▸ **Your goal**: Reproduce the lines below in full, substituting "biggest circle" for every occurrence of "largest disc" and leaving everything else unchanged.

▸ **Task input**:

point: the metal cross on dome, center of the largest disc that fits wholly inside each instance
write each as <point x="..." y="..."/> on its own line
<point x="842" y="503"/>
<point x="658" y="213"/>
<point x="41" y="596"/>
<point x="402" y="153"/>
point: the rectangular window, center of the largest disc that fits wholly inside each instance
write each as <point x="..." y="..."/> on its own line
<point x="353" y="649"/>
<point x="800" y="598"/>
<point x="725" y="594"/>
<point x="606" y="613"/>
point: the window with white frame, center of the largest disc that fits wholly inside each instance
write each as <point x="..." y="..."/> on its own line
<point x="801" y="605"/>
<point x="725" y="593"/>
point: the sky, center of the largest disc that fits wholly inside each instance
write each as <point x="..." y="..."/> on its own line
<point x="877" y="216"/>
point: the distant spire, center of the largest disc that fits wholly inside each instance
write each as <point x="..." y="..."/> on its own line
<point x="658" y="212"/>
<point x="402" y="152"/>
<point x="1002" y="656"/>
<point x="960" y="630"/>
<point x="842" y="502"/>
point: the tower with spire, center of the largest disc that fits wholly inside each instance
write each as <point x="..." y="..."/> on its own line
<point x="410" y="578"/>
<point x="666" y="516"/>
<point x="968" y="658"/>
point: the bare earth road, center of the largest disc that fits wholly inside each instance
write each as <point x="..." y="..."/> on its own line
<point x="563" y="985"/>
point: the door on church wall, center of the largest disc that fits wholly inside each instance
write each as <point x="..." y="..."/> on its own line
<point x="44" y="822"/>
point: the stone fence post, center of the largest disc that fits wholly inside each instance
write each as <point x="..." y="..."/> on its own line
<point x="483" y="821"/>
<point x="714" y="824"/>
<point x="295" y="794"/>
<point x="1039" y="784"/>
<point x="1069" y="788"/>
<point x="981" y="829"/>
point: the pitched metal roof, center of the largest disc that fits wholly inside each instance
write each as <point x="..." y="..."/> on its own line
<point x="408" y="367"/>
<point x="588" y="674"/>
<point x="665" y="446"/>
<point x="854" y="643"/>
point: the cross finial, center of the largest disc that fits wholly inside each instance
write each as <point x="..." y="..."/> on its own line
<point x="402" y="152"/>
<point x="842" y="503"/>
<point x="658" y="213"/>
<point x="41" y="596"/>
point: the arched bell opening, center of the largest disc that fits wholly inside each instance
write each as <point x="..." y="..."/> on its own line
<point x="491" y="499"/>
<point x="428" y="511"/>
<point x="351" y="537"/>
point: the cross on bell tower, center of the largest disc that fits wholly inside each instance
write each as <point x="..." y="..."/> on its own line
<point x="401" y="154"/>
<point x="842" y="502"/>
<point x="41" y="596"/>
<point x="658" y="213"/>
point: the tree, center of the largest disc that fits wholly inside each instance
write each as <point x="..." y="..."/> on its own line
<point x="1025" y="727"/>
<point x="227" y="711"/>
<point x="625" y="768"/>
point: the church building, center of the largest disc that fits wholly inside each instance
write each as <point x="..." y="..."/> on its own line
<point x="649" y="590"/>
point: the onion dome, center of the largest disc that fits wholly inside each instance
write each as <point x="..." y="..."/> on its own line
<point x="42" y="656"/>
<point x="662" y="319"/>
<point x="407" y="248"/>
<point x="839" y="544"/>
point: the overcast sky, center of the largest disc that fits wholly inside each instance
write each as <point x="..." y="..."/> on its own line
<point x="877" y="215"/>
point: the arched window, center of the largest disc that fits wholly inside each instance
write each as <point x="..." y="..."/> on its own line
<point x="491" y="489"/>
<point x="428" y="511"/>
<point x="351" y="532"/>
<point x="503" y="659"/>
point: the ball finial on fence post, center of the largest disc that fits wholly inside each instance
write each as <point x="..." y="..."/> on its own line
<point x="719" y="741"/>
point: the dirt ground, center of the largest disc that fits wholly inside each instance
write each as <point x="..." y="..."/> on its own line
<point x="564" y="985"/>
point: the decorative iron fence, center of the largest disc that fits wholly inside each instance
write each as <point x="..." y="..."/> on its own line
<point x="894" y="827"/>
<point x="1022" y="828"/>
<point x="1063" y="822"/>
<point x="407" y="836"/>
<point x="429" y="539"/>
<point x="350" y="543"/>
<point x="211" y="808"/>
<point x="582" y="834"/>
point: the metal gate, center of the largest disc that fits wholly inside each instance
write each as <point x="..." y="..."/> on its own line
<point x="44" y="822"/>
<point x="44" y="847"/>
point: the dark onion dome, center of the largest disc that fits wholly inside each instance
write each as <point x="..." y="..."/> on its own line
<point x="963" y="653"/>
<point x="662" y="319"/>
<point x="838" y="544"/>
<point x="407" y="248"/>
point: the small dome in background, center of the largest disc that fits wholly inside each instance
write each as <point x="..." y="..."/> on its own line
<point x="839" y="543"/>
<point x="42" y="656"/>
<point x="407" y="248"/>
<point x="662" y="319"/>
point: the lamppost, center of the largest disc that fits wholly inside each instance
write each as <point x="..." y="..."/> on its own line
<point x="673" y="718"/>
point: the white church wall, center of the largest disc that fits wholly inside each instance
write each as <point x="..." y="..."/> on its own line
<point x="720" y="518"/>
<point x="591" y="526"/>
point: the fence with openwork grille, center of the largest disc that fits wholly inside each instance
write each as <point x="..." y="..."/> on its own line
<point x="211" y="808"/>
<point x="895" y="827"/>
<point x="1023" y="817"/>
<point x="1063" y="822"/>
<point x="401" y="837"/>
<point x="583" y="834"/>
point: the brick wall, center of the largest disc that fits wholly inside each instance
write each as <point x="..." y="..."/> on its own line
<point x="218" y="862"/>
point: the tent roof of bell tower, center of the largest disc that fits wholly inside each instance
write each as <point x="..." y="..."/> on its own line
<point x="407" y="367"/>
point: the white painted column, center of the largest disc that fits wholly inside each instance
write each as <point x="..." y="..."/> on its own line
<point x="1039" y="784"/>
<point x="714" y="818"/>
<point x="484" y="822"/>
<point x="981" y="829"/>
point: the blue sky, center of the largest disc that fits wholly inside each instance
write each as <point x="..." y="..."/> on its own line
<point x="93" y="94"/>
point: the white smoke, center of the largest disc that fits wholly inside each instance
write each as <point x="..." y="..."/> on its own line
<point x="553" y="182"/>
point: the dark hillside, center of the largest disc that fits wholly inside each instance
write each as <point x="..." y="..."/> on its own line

▸ **Finished answer**:
point: the metal cross on dome, center of the biggest circle that fits wholly inside each instance
write each as <point x="..." y="..."/> on its own line
<point x="842" y="503"/>
<point x="658" y="213"/>
<point x="41" y="596"/>
<point x="402" y="153"/>
point: the rectangular window, center of the biggest circle that fits wholly inside each instance
write each as <point x="..." y="..."/> on its own line
<point x="353" y="649"/>
<point x="800" y="598"/>
<point x="725" y="594"/>
<point x="606" y="613"/>
point: the window with white frame, center of the biggest circle that fits wholly inside each instance
write each as <point x="..." y="..."/> on its own line
<point x="801" y="605"/>
<point x="725" y="593"/>
point: the sky, center of the biggest circle that fits wholly inside each instance
write each as <point x="..." y="..."/> on its own line
<point x="877" y="216"/>
point: the distant spire, center of the biggest circle that fits wholly inside each instance
write each as <point x="..." y="..."/> on its own line
<point x="658" y="212"/>
<point x="402" y="152"/>
<point x="1002" y="656"/>
<point x="960" y="630"/>
<point x="842" y="502"/>
point: the tower with spire, center of the biggest circle that fits wholly inside each instance
write each as <point x="..." y="..."/> on its own line
<point x="410" y="578"/>
<point x="666" y="516"/>
<point x="968" y="658"/>
point: the bare earth road, center of the biggest circle that fits wholly inside each instance
write each as <point x="..." y="..."/> on its own line
<point x="563" y="985"/>
point: the door on church wall, center of the biggest circle that fits wholly inside each instance
write each as <point x="..." y="..."/> on its own line
<point x="44" y="822"/>
point: the stone fence post, center of the biggest circle that fits wholly inside each instance
write each as <point x="..." y="..."/> on its own line
<point x="483" y="821"/>
<point x="714" y="824"/>
<point x="295" y="794"/>
<point x="1039" y="784"/>
<point x="1069" y="788"/>
<point x="981" y="829"/>
point: the pitched metal roof, center of the biggest circle that fits wholly inside each instance
write each as <point x="..." y="..."/> on its own line
<point x="408" y="367"/>
<point x="588" y="674"/>
<point x="665" y="446"/>
<point x="854" y="643"/>
point: the cross finial, center of the biggest circle that fits wholly inside each instance
write each as <point x="..." y="..."/> on its own line
<point x="402" y="152"/>
<point x="842" y="503"/>
<point x="658" y="213"/>
<point x="41" y="596"/>
point: the arched bell opening, center of the biggest circle that fits wholly inside each instance
write each as <point x="..." y="..."/> on its own line
<point x="491" y="499"/>
<point x="428" y="511"/>
<point x="351" y="537"/>
point: the cross on bell tower, center of the biggest circle that fits wholly inside each instance
write each as <point x="..." y="..."/> on its own line
<point x="401" y="154"/>
<point x="842" y="502"/>
<point x="41" y="596"/>
<point x="658" y="213"/>
point: the tree, center of the biggest circle that fits wholly inside each instance
write each as <point x="..." y="..."/> on its own line
<point x="1025" y="727"/>
<point x="227" y="711"/>
<point x="625" y="768"/>
point: the church building, center of the biggest circle that fits wholly inside each instance
write each as <point x="..." y="..."/> on its own line
<point x="649" y="590"/>
point: the onion dome, center of the biggest circle that fits wholly inside each instance
write each as <point x="..." y="..."/> on its own line
<point x="42" y="656"/>
<point x="662" y="319"/>
<point x="407" y="248"/>
<point x="839" y="544"/>
point: the overcast sky, center of the biggest circle that fits wholly inside each instance
write each as <point x="..." y="..."/> on its own line
<point x="877" y="215"/>
point: the arched window, center of the biggest circle that fits wholly inside each instance
write each as <point x="..." y="..."/> on its own line
<point x="491" y="489"/>
<point x="428" y="511"/>
<point x="351" y="532"/>
<point x="503" y="659"/>
point: the ball finial on fence post, center of the biggest circle that fits wholly inside each instance
write each as <point x="..." y="..."/> on its own line
<point x="719" y="741"/>
point: the dirt ground, center of the biggest circle that fits wholly inside each instance
write each as <point x="..." y="..."/> on its own line
<point x="564" y="985"/>
point: the decorative iron fence, center of the biggest circle that fits wholly inside each instance
write each as <point x="..." y="..."/> on its own line
<point x="894" y="827"/>
<point x="1022" y="828"/>
<point x="1063" y="822"/>
<point x="407" y="836"/>
<point x="429" y="539"/>
<point x="350" y="543"/>
<point x="211" y="808"/>
<point x="582" y="834"/>
point: the metal gate, center of the biggest circle that fits wholly inside each instance
write each as <point x="..." y="..."/> on its own line
<point x="44" y="822"/>
<point x="44" y="847"/>
point: the dark onion dome, center of the biggest circle that fits wholly inside each instance
write each as <point x="..." y="..."/> on its own line
<point x="963" y="653"/>
<point x="662" y="319"/>
<point x="838" y="544"/>
<point x="407" y="248"/>
point: the small dome in background, center of the biggest circle that fits wholly inside each instance
write each as <point x="..." y="..."/> on its own line
<point x="839" y="543"/>
<point x="42" y="656"/>
<point x="407" y="248"/>
<point x="662" y="319"/>
point: the lamppost, center of the biggest circle that fits wholly inside each instance
write each as <point x="..." y="..."/> on its own line
<point x="673" y="718"/>
point: the white church wall, center of the biggest circle that fits wholly inside each instance
write each as <point x="..." y="..."/> on its own line
<point x="720" y="518"/>
<point x="591" y="526"/>
point: the fence with openwork grille, center of the biggest circle that fits wholly inside each instance
write each as <point x="..." y="..."/> on its own line
<point x="211" y="808"/>
<point x="895" y="827"/>
<point x="1023" y="817"/>
<point x="1063" y="822"/>
<point x="401" y="837"/>
<point x="583" y="834"/>
point: the brick wall, center of the biggest circle that fits wholly inside each instance
write each as <point x="..." y="..."/> on its own line
<point x="218" y="862"/>
point: the tent roof of bell tower, center of the biggest circle that fits wholly inside each instance
write each as <point x="..." y="..."/> on its own line
<point x="407" y="367"/>
point: the white painted column, center of the biggest circle that fits wholly inside each instance
write each as <point x="..." y="..."/> on its own line
<point x="1039" y="784"/>
<point x="714" y="818"/>
<point x="484" y="822"/>
<point x="981" y="829"/>
point: the blue sky, center of the biggest circle that fits wholly inside each instance
write each as <point x="..." y="..."/> on its own line
<point x="93" y="94"/>
point: the white smoke, center of the biggest circle that fits wholly inside each instance
write each as <point x="..." y="..."/> on its own line
<point x="553" y="182"/>
point: the dark hillside, center of the biggest circle that fits wholly inside each instance
write each as <point x="..." y="..."/> on its own line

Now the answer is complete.